PASSAGE FOR REVIEW:
<<<<

Wednesday, 11 November 2020

A Second Strange dream from my time in hospital.

I posted sometime ago about a near death experience I had and a second one (or maybe that one is better described as a dream) this is also a very vivid dream dating from the time when I was very sick in hospital way back in 2014. 

In this dream I was trying to catch a bus, and was running to making it, it was touch and go. Just as I was drawing level and the bus was starting to move off but there was still a good chance that I'd make it I noticed that it was full of people I know manly from school but also from elsewhere who had died. So a bus of the dead. Noticing this brought me up short and I stopped chasing after the bus and it went off without me. And that's about it.


Right now nothing much is happen thanks to Covid. I Zoom with mum every day. And last week I taught a class back at Menorah. 

Monday, 12 October 2020

Birthday and Other celebrations.

 My actual birthday was on the 10th it's now the 12th and I had lots of lovely messages from friends and family all across the world. Opened my gifts whilst Zooming with family back in Keele Road. And also had a nice long phone call with cousin Oli and uncle Harold. Harold is doing pretty well all things considered.

>>>>

Natural-language object grounding material:
<<<<

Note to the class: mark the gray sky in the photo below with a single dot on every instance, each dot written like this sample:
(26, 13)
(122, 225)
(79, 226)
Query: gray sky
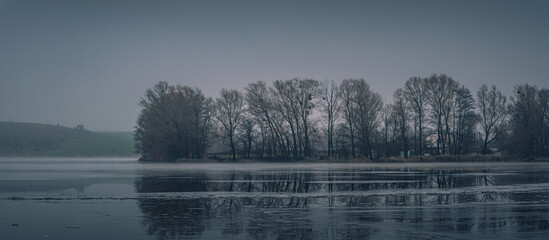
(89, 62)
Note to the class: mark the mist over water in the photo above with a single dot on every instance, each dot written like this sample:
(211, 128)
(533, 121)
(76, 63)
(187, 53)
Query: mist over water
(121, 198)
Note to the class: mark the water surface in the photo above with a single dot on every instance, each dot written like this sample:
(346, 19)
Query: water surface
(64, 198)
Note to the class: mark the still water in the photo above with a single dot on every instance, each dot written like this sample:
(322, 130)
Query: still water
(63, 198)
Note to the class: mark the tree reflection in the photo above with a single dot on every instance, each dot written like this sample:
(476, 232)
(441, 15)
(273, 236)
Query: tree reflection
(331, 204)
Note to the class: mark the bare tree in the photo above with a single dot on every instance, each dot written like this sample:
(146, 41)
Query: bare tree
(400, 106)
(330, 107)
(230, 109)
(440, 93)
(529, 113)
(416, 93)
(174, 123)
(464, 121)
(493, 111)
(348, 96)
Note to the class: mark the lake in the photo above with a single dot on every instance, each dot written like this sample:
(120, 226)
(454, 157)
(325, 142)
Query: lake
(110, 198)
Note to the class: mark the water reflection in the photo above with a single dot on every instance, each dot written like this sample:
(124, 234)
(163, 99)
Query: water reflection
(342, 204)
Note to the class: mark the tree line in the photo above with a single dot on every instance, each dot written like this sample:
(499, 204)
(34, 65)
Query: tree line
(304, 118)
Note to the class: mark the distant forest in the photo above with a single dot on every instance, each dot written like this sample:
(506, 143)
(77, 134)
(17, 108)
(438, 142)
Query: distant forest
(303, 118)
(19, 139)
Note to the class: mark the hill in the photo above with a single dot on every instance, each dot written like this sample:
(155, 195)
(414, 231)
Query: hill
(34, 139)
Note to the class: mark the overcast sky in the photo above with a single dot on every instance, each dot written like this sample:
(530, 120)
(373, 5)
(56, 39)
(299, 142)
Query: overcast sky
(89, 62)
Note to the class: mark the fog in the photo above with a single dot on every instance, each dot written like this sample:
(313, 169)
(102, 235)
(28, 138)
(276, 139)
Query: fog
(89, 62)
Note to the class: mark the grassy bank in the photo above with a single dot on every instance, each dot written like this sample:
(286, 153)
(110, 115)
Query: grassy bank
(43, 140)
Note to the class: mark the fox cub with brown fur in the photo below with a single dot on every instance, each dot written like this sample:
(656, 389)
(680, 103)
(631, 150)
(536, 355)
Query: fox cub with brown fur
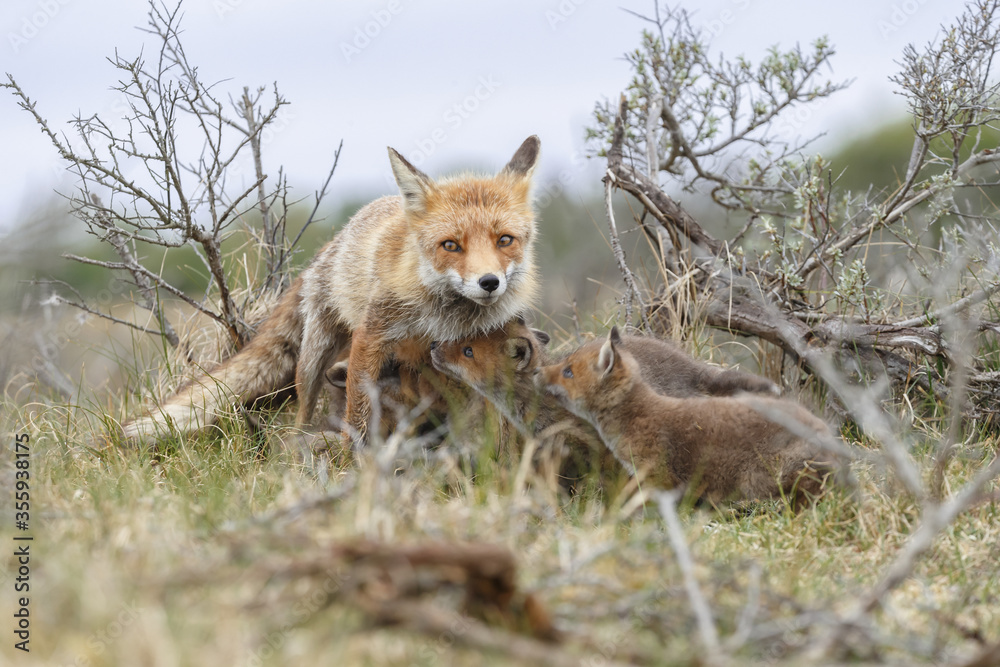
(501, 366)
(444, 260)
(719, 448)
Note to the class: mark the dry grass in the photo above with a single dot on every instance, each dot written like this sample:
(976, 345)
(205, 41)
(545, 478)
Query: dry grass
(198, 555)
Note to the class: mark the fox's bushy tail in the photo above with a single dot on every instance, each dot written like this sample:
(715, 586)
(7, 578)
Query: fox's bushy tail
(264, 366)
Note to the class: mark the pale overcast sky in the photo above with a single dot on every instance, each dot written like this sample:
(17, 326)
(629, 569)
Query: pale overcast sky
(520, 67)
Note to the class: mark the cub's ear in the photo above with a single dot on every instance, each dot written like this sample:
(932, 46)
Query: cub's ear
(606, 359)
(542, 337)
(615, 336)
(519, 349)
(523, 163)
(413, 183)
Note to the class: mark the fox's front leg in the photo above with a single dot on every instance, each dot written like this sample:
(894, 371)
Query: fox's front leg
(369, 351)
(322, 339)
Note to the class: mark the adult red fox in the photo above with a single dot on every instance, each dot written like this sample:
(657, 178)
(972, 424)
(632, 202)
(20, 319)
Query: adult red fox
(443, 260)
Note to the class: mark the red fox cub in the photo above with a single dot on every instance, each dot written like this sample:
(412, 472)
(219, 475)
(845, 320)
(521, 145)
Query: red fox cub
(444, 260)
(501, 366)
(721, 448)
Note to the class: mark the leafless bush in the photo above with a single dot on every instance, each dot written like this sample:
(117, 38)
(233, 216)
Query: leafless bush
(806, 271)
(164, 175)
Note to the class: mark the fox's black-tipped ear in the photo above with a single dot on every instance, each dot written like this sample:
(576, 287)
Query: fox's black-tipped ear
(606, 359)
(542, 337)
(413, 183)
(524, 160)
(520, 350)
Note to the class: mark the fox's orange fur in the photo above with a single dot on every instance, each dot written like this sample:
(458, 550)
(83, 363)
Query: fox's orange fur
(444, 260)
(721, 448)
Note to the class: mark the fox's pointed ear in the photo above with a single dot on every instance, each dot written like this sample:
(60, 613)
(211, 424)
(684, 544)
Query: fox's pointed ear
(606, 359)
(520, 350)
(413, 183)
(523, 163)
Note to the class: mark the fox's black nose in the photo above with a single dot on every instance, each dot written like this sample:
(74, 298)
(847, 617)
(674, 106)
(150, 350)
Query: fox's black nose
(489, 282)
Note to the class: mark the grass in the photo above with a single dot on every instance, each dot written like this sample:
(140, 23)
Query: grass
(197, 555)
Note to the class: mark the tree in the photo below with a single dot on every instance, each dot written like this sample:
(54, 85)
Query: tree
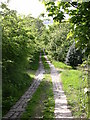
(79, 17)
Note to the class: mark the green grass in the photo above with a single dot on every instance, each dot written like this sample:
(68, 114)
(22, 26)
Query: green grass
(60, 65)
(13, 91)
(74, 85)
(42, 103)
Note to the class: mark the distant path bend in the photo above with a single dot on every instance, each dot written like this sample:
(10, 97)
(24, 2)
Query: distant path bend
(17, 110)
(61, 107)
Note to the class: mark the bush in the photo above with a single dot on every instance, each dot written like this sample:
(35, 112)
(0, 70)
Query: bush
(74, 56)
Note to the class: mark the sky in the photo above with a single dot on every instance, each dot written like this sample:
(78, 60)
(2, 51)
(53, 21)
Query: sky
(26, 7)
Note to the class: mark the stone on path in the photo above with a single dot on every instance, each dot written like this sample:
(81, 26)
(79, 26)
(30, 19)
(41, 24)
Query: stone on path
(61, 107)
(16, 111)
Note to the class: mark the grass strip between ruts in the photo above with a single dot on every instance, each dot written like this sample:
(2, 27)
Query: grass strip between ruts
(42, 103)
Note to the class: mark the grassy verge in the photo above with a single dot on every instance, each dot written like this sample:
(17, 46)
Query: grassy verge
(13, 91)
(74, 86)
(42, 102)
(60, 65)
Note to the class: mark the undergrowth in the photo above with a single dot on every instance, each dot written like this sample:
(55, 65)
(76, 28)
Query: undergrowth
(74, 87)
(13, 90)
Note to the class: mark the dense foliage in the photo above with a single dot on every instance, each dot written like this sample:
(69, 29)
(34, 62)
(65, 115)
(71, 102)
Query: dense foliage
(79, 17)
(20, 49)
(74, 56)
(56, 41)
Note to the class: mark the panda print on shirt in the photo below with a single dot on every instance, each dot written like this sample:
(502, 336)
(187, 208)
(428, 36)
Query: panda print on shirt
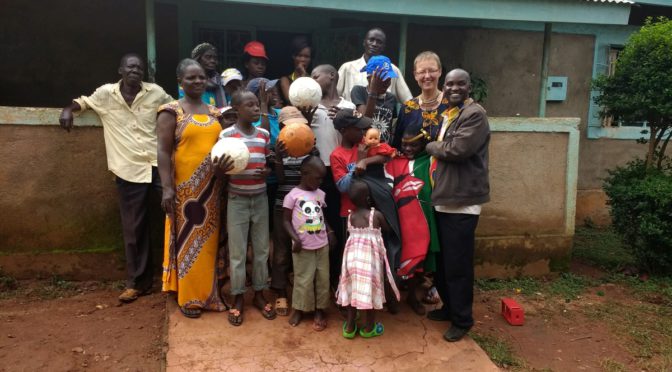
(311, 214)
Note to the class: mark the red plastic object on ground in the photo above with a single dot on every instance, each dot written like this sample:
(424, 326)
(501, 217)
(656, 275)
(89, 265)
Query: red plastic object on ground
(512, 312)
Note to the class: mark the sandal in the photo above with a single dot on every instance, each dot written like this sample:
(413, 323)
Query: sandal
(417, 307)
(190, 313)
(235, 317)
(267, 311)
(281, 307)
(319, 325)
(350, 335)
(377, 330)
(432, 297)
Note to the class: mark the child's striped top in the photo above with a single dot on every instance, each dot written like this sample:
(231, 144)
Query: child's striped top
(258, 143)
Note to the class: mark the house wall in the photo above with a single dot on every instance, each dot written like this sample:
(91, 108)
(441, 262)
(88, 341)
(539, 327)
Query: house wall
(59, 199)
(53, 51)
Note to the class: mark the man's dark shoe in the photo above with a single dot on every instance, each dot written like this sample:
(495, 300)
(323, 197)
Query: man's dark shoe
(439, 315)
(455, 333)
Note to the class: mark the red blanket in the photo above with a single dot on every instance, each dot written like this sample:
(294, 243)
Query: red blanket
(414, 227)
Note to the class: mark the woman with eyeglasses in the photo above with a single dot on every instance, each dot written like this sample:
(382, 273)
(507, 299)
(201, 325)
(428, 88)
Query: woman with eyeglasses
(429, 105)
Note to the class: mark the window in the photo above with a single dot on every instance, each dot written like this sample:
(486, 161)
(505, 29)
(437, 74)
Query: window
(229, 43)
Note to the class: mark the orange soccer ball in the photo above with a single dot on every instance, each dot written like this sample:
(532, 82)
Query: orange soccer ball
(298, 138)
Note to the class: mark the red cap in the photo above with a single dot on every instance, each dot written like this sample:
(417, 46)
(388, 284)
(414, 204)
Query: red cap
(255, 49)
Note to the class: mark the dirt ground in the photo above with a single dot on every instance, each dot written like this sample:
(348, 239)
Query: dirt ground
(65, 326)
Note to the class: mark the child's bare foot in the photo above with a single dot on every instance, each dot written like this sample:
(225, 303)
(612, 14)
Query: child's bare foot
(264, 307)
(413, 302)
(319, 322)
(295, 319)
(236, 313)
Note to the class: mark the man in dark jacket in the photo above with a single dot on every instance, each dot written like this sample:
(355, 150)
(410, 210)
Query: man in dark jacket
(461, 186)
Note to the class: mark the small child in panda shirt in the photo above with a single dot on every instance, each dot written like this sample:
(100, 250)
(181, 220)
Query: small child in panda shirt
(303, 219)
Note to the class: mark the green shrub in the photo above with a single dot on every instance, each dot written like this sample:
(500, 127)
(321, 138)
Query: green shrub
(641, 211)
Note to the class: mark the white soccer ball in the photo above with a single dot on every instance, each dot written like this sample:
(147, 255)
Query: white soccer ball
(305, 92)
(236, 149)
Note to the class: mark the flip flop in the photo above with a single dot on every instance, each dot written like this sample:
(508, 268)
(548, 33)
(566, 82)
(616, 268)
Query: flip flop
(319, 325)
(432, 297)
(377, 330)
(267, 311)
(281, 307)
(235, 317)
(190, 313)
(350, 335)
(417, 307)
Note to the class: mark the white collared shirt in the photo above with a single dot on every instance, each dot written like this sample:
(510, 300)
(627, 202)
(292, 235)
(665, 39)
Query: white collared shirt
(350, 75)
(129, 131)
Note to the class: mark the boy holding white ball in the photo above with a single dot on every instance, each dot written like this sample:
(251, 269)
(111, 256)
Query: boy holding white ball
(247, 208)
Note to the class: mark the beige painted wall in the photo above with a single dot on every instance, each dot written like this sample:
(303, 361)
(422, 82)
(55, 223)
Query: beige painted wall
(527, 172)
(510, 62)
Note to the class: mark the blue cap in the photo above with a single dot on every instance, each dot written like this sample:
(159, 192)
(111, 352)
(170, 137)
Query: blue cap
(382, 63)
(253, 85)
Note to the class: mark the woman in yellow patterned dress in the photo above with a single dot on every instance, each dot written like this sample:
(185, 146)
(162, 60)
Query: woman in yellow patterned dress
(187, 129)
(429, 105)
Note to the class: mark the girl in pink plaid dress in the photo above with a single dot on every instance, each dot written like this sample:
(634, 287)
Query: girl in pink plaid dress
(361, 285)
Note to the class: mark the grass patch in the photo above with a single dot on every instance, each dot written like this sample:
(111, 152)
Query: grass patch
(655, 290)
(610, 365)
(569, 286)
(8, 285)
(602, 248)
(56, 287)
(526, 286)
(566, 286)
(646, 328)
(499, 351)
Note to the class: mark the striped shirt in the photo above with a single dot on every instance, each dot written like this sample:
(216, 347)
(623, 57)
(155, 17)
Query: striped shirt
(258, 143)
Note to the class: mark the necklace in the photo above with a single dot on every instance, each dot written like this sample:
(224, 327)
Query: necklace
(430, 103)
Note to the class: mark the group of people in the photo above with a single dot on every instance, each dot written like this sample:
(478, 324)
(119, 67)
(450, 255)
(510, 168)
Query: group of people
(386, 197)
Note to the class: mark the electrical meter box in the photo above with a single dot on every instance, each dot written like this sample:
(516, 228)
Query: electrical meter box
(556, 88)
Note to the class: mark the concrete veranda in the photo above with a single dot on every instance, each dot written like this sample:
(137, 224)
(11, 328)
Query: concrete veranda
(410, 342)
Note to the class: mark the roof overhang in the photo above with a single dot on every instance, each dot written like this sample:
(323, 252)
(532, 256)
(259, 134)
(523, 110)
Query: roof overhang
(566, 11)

>>>>

WORK ORDER: Copy out the blog entries about a hospital dream and a birthday in full, word for word. None of this material has any bearing on the work here.

ANSWER SPACE:
Wednesday, 11 November 2020

A Second Strange dream from my time in hospital.

I posted sometime ago about a near death experience I had and a second one (or maybe that one is better described as a dream) this is also a very vivid dream dating from the time when I was very sick in hospital way back in 2014. 

In this dream I was trying to catch a bus, and was running to making it, it was touch and go. Just as I was drawing level and the bus was starting to move off but there was still a good chance that I'd make it I noticed that it was full of people I know manly from school but also from elsewhere who had died. So a bus of the dead. Noticing this brought me up short and I stopped chasing after the bus and it went off without me. And that's about it.


Right now nothing much is happen thanks to Covid. I Zoom with mum every day. And last week I taught a class back at Menorah. 

Monday, 12 October 2020

Birthday and Other celebrations.

 My actual birthday was on the 10th it's now the 12th and I had lots of lovely messages from friends and family all across the world. Opened my gifts whilst Zooming with family back in Keele Road. And also had a nice long phone call with cousin Oli and uncle Harold. Harold is doing pretty well all things considered.